**PROVIDED PASSAGE:**
════════
Metal Sludge: So Axl was a loyal friend?

Marc Canter: Very loyal. He came to my wedding on March 4, 1989 at the Hilton Hotel, and he wore a suit, gave us a $200 gift certificate from Shaper Image and played the piano at the wedding. It’s on my wedding video. He played “November Rain” at my wedding two years before the song came out – I think I actually first heard it in 1985 – which is weird because there’s a wedding scene in the “November Rain” video. The funny thing is, of course we were all wondering if Axl was going to be late to my wedding because you know Axl, he’s always late, but Axl Rose was on time to my wedding. And like I said, he was wearing a suit. Slash showed up, too, but he was wearing a leather jacket. He was dressed as himself! [laughs]

Axl is 100 percent about what he sees in his head as right and wrong. During the riots in 1991, I was on the roof with guns, protecting Canter’s, our property, because they were burning places down, and Axl called my wife and asked how Canter’s was doing. He was said he was on the way, but my wife told him we were OK. He also offered to send the Guns N’ Roses security team to Canter’s to help me.
════════
**GIVEN INFORMATION:**
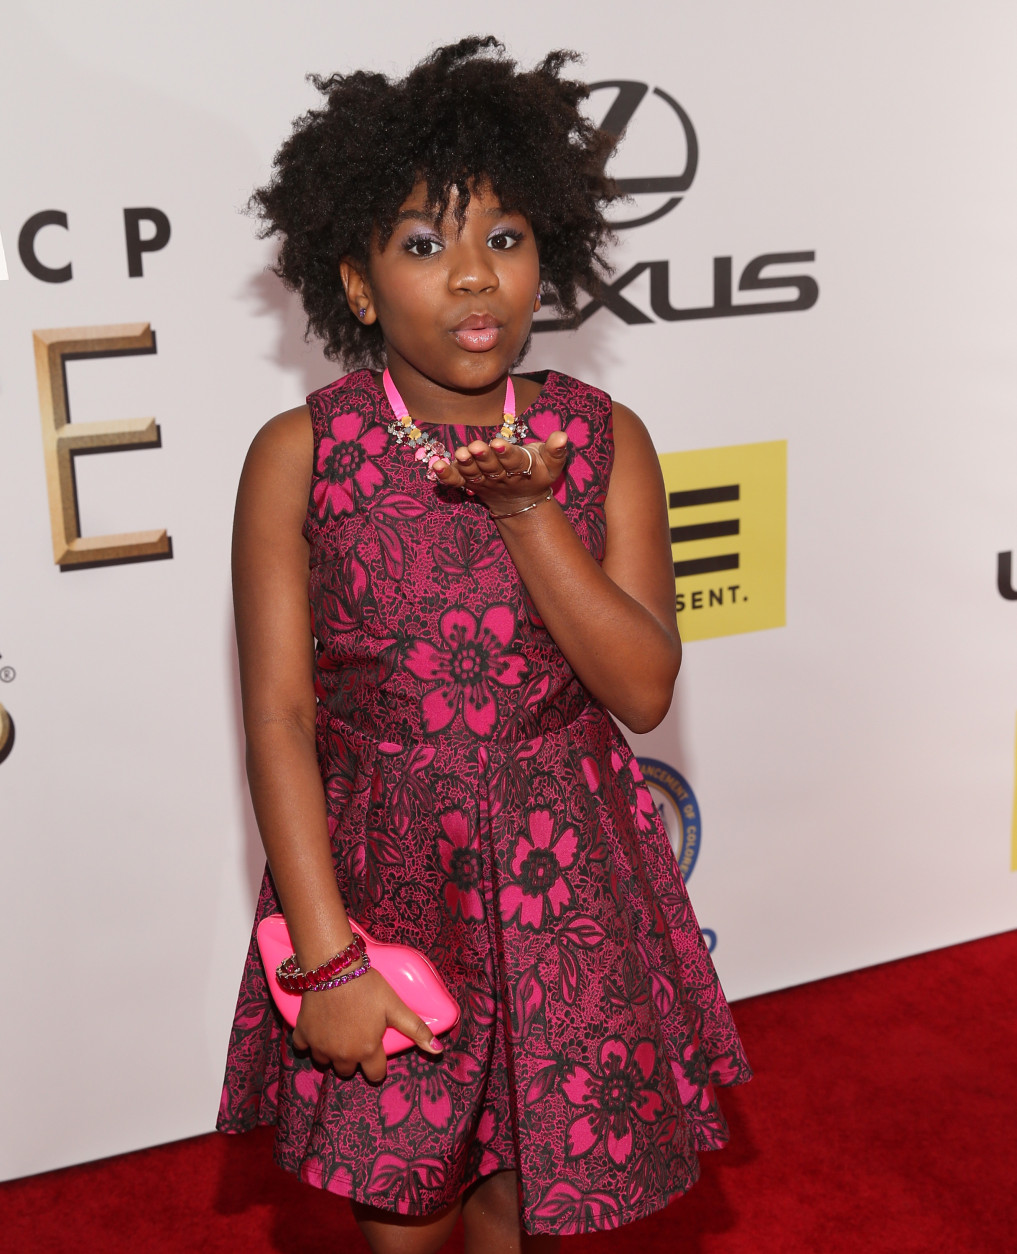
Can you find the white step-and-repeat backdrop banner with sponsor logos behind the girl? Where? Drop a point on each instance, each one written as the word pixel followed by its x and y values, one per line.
════════
**QUESTIONS:**
• a. In the Marc Canter interview, what song did Axl Rose play on the piano at Canter's wedding?
• b. Return the part of the Marc Canter interview from "Axl is 100 percent" to "to help me.".
• c. Resume the Marc Canter interview about Axl Rose from the point where it stops.

**RESPONSES PER TASK:**
• a. "November Rain."

• b.
Axl is 100 percent about what he sees in his head as right and wrong. During the riots in 1991, I was on the roof with guns, protecting Canter’s, our property, because they were burning places down, and Axl called my wife and asked how Canter’s was doing. He was said he was on the way, but my wife told him we were OK. He also offered to send the Guns N’ Roses security team to Canter’s to help me.

• c.
Metal Sludge: Do the Guns N’ Roses guys still come to Canter’s?

They do. Duff was here not long ago, and I still covered the bill. He was here for lunch, and he tried to take the check but I took the check, so he plopped down $20 for the waitress. He’s sold 100 million records, but he is also rich from investing in Starbucks and Windows in the beginning. At one time, I think Duff had invested $50,000 in Starbucks and it was worth something like $18 million.

Metal Sludge: What about Axl?

Axl hasn’t been here in about two years. We had a little falling out because he did not want me to put the book out until after “Chinese Democracy” came out. He had told me that, so he’s a little disappointed in me. We’re not enemies or anything like that, but we do have a few things to talk about about because he’s upset over a couple of issues.

He’ll never change. He’s always the same. He does what he believes. He won’t sell himself short. It’s victory or death.

Make sure to check out Part 1.

In the mean time, order the bookReckless Road direct from Marc Canter himself.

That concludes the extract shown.